THE PROBLEM
Pull out the lines of the data below, from the line containing "Task: Could you identify the window blind" through the line containing "<point>580,198</point>", both included, and copy them verbatim.

[MATERIAL FOR THIS TASK start]

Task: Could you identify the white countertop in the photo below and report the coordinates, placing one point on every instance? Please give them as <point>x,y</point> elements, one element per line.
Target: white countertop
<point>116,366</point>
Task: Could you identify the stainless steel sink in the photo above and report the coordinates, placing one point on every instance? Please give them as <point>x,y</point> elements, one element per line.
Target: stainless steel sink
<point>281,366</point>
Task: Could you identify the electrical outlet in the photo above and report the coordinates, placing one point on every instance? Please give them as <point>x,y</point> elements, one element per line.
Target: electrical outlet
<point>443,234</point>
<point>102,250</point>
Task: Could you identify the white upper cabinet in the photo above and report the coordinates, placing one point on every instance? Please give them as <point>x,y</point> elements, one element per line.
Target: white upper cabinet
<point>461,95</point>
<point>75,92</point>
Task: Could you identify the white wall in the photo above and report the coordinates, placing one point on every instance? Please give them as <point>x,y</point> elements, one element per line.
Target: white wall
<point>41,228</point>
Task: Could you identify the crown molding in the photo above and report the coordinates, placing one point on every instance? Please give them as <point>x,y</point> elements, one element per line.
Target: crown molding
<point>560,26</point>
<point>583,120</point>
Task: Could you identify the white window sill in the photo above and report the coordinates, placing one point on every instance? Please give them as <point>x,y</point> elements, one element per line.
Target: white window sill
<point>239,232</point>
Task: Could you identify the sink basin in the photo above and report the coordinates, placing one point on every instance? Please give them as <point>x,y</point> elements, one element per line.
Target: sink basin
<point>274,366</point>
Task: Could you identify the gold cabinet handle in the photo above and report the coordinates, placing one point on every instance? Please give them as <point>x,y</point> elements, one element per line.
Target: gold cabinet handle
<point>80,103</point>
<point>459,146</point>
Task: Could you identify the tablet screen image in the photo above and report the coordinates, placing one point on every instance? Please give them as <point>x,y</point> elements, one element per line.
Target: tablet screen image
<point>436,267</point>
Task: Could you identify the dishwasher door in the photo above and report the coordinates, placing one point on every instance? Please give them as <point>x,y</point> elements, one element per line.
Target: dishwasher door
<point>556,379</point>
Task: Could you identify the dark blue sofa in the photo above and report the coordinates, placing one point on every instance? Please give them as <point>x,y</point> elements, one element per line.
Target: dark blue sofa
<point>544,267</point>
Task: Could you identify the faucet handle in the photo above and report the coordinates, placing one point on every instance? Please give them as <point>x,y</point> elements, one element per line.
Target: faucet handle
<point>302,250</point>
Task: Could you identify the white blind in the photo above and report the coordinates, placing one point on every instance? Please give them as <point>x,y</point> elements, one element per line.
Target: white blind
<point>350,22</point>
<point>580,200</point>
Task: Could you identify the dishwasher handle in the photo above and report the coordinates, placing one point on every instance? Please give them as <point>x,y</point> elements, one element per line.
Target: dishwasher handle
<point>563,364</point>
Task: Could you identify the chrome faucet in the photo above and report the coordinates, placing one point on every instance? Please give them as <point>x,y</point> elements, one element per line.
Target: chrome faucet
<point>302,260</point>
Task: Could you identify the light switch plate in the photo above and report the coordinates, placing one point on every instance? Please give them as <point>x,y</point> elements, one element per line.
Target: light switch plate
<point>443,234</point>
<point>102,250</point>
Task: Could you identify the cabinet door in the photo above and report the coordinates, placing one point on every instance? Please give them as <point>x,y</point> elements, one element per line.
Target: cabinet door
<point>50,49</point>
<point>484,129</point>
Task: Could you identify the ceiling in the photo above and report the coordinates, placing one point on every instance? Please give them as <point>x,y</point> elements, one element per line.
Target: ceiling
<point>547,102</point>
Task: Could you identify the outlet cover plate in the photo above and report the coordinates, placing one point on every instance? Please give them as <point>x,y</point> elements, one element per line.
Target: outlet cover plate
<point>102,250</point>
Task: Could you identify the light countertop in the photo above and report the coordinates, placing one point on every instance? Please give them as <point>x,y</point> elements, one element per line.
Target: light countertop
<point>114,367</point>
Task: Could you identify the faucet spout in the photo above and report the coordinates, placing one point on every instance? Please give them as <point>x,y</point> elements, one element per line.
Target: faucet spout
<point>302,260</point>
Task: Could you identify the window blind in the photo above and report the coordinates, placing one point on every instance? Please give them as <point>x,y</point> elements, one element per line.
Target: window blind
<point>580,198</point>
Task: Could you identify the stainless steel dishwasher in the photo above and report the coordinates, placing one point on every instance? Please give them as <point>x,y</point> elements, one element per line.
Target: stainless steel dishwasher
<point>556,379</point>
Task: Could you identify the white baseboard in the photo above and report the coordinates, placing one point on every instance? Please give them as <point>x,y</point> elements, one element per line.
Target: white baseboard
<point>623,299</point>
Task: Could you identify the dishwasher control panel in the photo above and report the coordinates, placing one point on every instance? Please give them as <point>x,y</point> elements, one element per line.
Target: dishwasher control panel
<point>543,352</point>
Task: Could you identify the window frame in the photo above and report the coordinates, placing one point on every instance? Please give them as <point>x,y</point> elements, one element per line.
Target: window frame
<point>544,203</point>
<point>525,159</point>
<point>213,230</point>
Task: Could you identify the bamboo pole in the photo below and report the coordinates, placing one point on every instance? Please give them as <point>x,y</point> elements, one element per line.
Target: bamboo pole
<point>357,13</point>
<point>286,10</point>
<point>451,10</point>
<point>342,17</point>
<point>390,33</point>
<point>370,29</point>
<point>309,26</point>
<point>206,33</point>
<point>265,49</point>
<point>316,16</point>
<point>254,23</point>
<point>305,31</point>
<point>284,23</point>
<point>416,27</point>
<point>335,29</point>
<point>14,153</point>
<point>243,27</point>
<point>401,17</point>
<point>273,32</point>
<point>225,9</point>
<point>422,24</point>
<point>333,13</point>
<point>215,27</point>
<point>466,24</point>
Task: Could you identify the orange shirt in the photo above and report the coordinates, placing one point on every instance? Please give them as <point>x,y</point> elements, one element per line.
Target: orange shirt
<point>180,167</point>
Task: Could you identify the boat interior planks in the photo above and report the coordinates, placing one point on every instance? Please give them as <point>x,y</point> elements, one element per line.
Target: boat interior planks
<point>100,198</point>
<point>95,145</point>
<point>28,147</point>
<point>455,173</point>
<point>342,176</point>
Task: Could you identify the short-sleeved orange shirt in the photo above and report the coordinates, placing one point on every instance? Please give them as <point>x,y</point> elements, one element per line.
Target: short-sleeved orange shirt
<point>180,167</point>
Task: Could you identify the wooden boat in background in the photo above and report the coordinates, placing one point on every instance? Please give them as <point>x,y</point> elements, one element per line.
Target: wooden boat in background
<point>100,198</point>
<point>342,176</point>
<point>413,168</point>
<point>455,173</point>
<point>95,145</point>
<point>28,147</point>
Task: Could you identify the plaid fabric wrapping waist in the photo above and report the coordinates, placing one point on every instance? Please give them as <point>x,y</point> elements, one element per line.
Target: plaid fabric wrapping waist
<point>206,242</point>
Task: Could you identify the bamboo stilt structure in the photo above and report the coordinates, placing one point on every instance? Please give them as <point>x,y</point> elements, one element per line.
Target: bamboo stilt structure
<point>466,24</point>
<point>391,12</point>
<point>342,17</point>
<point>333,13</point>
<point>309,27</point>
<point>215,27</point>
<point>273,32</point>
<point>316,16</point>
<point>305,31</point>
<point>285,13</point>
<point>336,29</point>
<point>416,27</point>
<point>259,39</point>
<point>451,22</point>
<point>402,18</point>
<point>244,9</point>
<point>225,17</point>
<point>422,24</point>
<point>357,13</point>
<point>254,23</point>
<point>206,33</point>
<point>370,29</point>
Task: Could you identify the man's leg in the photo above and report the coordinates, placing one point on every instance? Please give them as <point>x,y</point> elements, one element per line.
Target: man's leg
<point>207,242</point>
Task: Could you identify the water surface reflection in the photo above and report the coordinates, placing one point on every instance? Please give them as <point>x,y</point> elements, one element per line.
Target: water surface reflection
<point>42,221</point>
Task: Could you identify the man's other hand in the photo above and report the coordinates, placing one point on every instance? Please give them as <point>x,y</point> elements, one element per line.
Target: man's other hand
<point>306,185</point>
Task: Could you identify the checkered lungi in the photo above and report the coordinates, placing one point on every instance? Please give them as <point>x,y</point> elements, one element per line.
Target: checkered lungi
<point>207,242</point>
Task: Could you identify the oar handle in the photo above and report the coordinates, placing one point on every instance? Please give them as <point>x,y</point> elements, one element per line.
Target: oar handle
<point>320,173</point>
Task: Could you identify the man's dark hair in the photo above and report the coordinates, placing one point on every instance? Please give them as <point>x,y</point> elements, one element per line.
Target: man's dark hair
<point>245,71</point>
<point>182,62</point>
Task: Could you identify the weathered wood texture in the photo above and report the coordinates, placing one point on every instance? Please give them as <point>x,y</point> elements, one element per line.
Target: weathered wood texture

[MATERIAL FOR THIS TASK end]

WRITTEN SOLUTION
Task: Could you identify the window blind in the photo above and report the coordinates, placing one point on every instance? Please give them as <point>x,y</point> elements, one element per line.
Target: window blind
<point>580,198</point>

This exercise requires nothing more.